start

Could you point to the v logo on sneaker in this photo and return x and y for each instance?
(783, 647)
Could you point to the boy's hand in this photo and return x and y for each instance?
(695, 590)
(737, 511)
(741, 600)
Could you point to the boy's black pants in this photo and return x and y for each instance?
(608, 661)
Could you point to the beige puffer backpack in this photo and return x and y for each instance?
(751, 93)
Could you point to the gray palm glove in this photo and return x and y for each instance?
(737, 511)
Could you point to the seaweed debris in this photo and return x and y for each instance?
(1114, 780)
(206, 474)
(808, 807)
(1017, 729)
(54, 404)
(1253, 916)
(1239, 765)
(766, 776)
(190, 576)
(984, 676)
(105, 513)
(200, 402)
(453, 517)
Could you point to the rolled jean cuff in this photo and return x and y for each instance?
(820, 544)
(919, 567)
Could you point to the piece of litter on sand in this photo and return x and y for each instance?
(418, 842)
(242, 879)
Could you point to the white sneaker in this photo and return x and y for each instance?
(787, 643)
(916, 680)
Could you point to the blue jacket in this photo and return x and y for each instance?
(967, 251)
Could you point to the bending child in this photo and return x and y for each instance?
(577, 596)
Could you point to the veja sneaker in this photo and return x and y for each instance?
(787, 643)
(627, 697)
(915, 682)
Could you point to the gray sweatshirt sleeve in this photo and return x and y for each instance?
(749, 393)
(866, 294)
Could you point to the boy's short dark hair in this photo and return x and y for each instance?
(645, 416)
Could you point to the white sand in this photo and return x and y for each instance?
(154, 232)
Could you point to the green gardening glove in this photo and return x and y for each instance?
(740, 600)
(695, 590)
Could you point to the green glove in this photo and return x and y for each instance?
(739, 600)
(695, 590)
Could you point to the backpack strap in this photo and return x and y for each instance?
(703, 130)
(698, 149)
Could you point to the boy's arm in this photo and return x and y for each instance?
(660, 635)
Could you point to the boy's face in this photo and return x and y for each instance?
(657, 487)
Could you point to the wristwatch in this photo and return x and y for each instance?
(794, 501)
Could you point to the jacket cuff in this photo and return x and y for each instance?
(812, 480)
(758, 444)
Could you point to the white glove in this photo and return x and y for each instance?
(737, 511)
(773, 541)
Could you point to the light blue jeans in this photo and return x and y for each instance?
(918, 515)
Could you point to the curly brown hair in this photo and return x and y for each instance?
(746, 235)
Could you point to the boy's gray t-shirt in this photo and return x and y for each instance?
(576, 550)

end

SHORT PROBLEM: Copy out all of the lines above exactly.

ANSWER BELOW:
Could you point to the v logo on sneaker in this photo and return x and y for each instance?
(783, 647)
Could you point to the boy's hand in this photo and return x and y for each instance?
(695, 590)
(737, 511)
(741, 600)
Could you point to the boy's black pants in this photo and return x and y for each instance?
(608, 661)
Could you point to the beige puffer backpack in this photo and return x and y for each instance?
(751, 93)
Could you point to the gray palm glove in this photo and return x and y for each instance?
(737, 511)
Could you point to the seaweed debris in this photo and return x and y for each instance?
(1114, 780)
(206, 474)
(808, 807)
(1017, 729)
(54, 404)
(1253, 916)
(1239, 765)
(766, 776)
(190, 576)
(984, 676)
(105, 513)
(200, 402)
(453, 517)
Could you point to the rolled jean cuff in this photo and return x and y for each instance?
(820, 544)
(919, 567)
Could you point to the piece of litter on sand in this photo and return x and y for each instance?
(418, 842)
(242, 879)
Could you point to the white sneaker in this photo and return x and y for each instance?
(787, 643)
(916, 680)
Could you point to the blue jacket in this photo and return x and y for each instance?
(967, 251)
Could you point to the bending child in this photo and return x and y for each instance?
(577, 596)
Could you point to the veja sneaker in this photo and return x and y for each instance?
(787, 643)
(627, 697)
(915, 682)
Could you point to the gray sweatshirt sleeve in this photo and return x and y for each instance?
(749, 393)
(866, 294)
Could you point to the boy's short dark hair in this photo and return x and y for each instance?
(645, 416)
Could you point to the white sand in this photo and return x and y for each instance?
(154, 232)
Could you point to the green gardening glove in this photo and return x and y for each instance?
(740, 600)
(695, 590)
Could you point to the green glove in this photo and return x and y for each instance?
(739, 600)
(695, 590)
Could you point to the backpack strap in this photo and return x and y for each instance?
(703, 130)
(698, 149)
Could you point to the boy's arm in this photo and return x and y for each instance?
(660, 635)
Could you point to the boy's face in this photo and return x and y for each instance?
(657, 487)
Could you point to the wristwatch in this photo and return x and y for each instance?
(794, 501)
Could you point to the jacket cuff in this photo and return x and y for each instance?
(812, 480)
(758, 444)
Could you point to the white glove in this photo and return x and y for each instance?
(737, 511)
(773, 541)
Could you point to the light blue jeans in this photo and return x and y for each instance?
(918, 515)
Could you point to the curly brown hair in this photo and return x and y for each instance?
(746, 235)
Could you point to the boy's gray t-shirt in this photo and return x and y for each instance?
(576, 550)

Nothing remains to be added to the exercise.